ACTIVITIES:
A – In the passage on UK pandemic preparedness exercises, in what year were Exercise Broad Sheet's proposed new protocols to be rolled out?
B – Continue the passage on UK pandemic preparedness exercises from its last sentence.

By contrast, Exercise Broad Sheet provides more detail about systemic failures in the UK’s ability to detect and pre-empt ‘High Consequence Infectious Diseases’, and does propose an entire raft of new protocols to be rolled out in 2020. However, it raises other questions.

I worked as an NHS doctor throughout the pandemic, and I haven’t come across these new protocols. Did these protocols get rolled out in 2020 or were we overtaken by the events of COVID-19? Have we addressed these systemic failures, or have we taken our eye off the ball? Do we remain systemically vulnerable to novel viruses which could cause pandemics in the future?

Exercise Alice raises serious questions for political and healthcare leaders

Exercise Alice is bigger than Cygnus.

The Department of Health argued that Exercise Cygnus was not relevant for COVID-19 because it modelled an Influenza pandemic, not a CoronavirusDisgracefully, Government ministers made this argument while covering up Exercise Alice – a Coronavirus exercise which predicted the importance of isolating patients, contact tracing, PPE provision, trained personnel and adequate NHS beds. 

The fact that COVID-19 is a novel type of Coronavirus is irrelevant – every pandemic is different, but the lessons of Exercise Alice were generally applicable to coronaviruses including COVID-19, they were agreed by general consensus, and both political leaders and NHS England executives failed to implement that consensus. 

In direct opposition to the recommendations of Exercise Alice, they failed to maintain contact tracing capacity and isolate patients, they failed to provide adequate PPE, and they cut NHS beds.

Saved data entries:
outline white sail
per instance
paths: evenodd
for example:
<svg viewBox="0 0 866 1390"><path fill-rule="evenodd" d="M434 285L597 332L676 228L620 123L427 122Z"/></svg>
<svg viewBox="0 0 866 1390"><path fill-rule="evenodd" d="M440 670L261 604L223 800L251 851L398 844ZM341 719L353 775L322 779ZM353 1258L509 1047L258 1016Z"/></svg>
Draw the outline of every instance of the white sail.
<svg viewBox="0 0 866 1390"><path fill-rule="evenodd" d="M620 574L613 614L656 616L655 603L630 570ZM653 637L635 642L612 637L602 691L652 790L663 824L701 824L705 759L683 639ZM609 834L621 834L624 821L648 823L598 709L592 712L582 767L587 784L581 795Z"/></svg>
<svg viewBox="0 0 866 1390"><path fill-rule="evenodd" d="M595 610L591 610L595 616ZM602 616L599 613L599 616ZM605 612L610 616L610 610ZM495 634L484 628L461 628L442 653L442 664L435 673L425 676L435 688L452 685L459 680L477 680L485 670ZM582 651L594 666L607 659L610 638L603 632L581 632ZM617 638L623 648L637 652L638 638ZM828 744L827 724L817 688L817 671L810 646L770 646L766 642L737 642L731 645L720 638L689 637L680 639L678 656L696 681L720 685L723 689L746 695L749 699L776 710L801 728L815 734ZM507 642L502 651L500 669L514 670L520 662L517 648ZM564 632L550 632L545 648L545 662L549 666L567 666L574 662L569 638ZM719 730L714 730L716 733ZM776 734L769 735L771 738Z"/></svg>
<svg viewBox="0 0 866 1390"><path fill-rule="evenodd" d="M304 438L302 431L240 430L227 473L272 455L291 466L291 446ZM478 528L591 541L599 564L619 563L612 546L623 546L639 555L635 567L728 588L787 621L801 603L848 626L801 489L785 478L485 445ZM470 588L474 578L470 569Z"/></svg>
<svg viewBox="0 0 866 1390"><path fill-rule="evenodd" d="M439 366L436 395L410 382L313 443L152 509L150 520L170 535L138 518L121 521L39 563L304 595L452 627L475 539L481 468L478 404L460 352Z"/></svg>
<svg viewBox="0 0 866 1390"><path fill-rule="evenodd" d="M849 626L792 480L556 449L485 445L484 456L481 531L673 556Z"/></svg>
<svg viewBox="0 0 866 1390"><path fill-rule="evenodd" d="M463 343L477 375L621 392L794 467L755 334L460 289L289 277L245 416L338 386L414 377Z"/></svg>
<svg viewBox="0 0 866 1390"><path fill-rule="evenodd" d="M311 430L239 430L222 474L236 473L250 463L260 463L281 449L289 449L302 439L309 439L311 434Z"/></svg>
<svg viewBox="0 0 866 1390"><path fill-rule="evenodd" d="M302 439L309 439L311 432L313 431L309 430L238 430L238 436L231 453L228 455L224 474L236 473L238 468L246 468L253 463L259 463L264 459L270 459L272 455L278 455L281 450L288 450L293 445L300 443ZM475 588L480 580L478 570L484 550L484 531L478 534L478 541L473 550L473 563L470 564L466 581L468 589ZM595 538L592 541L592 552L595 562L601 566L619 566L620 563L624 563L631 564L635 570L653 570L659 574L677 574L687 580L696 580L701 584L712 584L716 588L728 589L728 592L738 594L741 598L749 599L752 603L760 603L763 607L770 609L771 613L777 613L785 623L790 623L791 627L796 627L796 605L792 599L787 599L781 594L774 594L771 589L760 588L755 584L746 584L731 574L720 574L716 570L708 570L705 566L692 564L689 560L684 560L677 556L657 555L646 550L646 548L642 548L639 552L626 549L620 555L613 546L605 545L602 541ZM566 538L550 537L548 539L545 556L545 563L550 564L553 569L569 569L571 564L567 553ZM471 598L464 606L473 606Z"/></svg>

REPLIES:
A – 2020

B –
Going forwards, it’s important to emphasise that future pandemics remain at the top of the UK’s national risk register, and we will continue our legal campaign to establish a new paradigm of transparency and accountability for pandemic preparedness.

6 thoughts on “Exclusive – Seven Secret Pandemic Reports (including Alice)”

  1. Interesting that perhaps the most important document here, Exercise Alice, is the only one which is not “searchable”.

  2. The 2016 Operation Cygnus Pandemic Preparedness Review was based on a scenario assuming an influenza pandemic. Is not influenza not a virus and spread airborne ?

    1. Thanks K. Yes you’re right. It’s hoped that a bad influenza pandemic might be easier/quicker to develop a vaccine against than other viruses, and more treatable with antivirals. Some people thought that a Coronavirus was less likely to spread asymptomatically than Influenza… COVID-19 has shown we need to expand our thinking.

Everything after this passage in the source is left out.